**Material shown:**
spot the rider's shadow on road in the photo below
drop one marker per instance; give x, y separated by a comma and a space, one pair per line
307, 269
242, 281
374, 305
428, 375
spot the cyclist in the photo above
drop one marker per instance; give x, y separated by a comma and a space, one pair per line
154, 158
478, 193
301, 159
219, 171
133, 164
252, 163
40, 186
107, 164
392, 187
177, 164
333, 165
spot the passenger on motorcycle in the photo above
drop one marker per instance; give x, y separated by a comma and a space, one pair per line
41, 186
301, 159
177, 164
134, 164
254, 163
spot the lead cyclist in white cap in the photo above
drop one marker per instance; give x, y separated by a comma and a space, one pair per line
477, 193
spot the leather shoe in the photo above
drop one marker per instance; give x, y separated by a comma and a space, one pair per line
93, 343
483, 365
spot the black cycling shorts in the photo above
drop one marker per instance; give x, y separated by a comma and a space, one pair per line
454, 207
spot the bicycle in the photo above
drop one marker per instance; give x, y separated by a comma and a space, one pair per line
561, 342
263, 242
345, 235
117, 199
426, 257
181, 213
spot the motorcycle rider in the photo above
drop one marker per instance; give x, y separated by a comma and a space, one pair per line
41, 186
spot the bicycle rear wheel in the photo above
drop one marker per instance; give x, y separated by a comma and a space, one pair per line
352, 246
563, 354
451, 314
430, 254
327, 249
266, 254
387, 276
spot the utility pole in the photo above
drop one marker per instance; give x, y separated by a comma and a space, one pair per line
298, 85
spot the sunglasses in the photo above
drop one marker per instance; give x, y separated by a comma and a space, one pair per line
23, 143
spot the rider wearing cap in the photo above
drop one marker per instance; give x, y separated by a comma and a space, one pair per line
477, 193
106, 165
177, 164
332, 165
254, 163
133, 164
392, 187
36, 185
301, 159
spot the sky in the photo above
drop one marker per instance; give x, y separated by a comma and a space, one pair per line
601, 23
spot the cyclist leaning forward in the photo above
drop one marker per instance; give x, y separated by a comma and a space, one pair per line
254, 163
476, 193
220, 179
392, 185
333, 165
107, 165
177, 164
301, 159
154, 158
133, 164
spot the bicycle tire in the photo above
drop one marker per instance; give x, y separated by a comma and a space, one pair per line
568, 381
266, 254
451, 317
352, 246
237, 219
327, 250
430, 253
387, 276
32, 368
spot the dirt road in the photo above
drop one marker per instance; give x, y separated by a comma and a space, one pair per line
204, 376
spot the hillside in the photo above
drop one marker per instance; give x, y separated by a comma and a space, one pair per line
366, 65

**Task objective:**
Please arrange every line of the listing above as a Markdown table with the columns No. and Entry. Number each row and leave out blank lines.

**Final answer:**
| No. | Entry |
|---|---|
| 1 | spot the rider's shadow on road in the photo below |
| 2 | drop one marker per instance; give x, y separated by a comma and a space, one pair per line |
| 3 | 307, 269 |
| 4 | 242, 281 |
| 5 | 374, 305 |
| 6 | 428, 375 |
| 7 | spot the cyclist in the photo above |
| 8 | drop one marker per instance; give x, y separated by a comma and a space, one pair per line |
| 9 | 154, 158 |
| 10 | 478, 193 |
| 11 | 301, 159 |
| 12 | 219, 171 |
| 13 | 133, 164 |
| 14 | 252, 163 |
| 15 | 40, 186 |
| 16 | 107, 164 |
| 17 | 392, 187 |
| 18 | 177, 164 |
| 19 | 333, 165 |
| 20 | spot the passenger on motorcycle in the photo above |
| 21 | drop one marker per instance; give x, y separated by a comma and a space, one pair per line |
| 22 | 41, 186 |
| 23 | 301, 159 |
| 24 | 177, 164 |
| 25 | 134, 164 |
| 26 | 254, 163 |
| 27 | spot the lead cyclist in white cap in the photo above |
| 28 | drop one marker per instance; give x, y separated by a comma and a space, one pair per line |
| 29 | 477, 193 |
| 30 | spot the leather shoe in the photo above |
| 31 | drop one marker per instance; give x, y separated by a comma and a space, one pair per line |
| 32 | 93, 343 |
| 33 | 483, 365 |
| 34 | spot the black cycling shorts in the photo above |
| 35 | drop one marker per instance; give x, y separated by a comma and a space, one pair per line |
| 36 | 454, 207 |
| 37 | spot the bicycle in the photo above |
| 38 | drop one marker per instance; give x, y separated by a comma and a space, one pair per line |
| 39 | 561, 342 |
| 40 | 263, 242 |
| 41 | 345, 235 |
| 42 | 117, 199 |
| 43 | 426, 257 |
| 44 | 181, 213 |
| 45 | spot the motorcycle rider in the photo above |
| 46 | drop one marker per instance; give x, y separated by a comma and a space, one pair per line |
| 47 | 41, 186 |
| 48 | spot the bicycle rear wheel in the photo above |
| 49 | drop one marker per instance; give x, y separated by a comma and a space, one pair per line |
| 50 | 352, 246 |
| 51 | 563, 354 |
| 52 | 451, 314 |
| 53 | 430, 254 |
| 54 | 327, 249 |
| 55 | 266, 254 |
| 56 | 387, 276 |
| 57 | spot the utility pole in the photo above |
| 58 | drop one marker per instance; give x, y separated by a comma and a space, one pair per line |
| 59 | 298, 85 |
| 60 | spot the sunglasses in the photo above |
| 61 | drop one marker per instance; give x, y separated by a comma and a space, one pair per line |
| 62 | 23, 143 |
| 63 | spot the rider wearing cap in the photo above |
| 64 | drop one marker per instance; give x, y separated by a comma and a space, one pair per line |
| 65 | 477, 193 |
| 66 | 106, 165 |
| 67 | 177, 164 |
| 68 | 332, 165 |
| 69 | 254, 163 |
| 70 | 133, 164 |
| 71 | 392, 187 |
| 72 | 36, 185 |
| 73 | 301, 159 |
| 74 | spot the sky in the photo above |
| 75 | drop one marker per instance; give x, y separated by a comma and a space, one pair per line |
| 76 | 601, 23 |
| 77 | spot the cyclist leaning forward in the photo above |
| 78 | drop one marker per instance; give x, y separated by a comma and a space, one pair per line |
| 79 | 254, 163 |
| 80 | 476, 193 |
| 81 | 220, 179 |
| 82 | 392, 185 |
| 83 | 333, 165 |
| 84 | 107, 165 |
| 85 | 177, 164 |
| 86 | 301, 159 |
| 87 | 154, 158 |
| 88 | 133, 164 |
| 89 | spot the bicycle tire in the photo above |
| 90 | drop one marker per instance; give x, y separated by a comma and a space, one pair per line |
| 91 | 568, 381 |
| 92 | 266, 254 |
| 93 | 451, 317 |
| 94 | 352, 246 |
| 95 | 237, 219 |
| 96 | 327, 250 |
| 97 | 430, 253 |
| 98 | 387, 276 |
| 99 | 32, 368 |
| 100 | spot the dirt road in the photo above |
| 101 | drop one marker per instance; give x, y separated by a comma and a space, one pair per line |
| 102 | 204, 376 |
| 103 | spot the hillside in the photo above |
| 104 | drop one marker per instance; give x, y separated by a comma and a space, one pair per line |
| 105 | 366, 65 |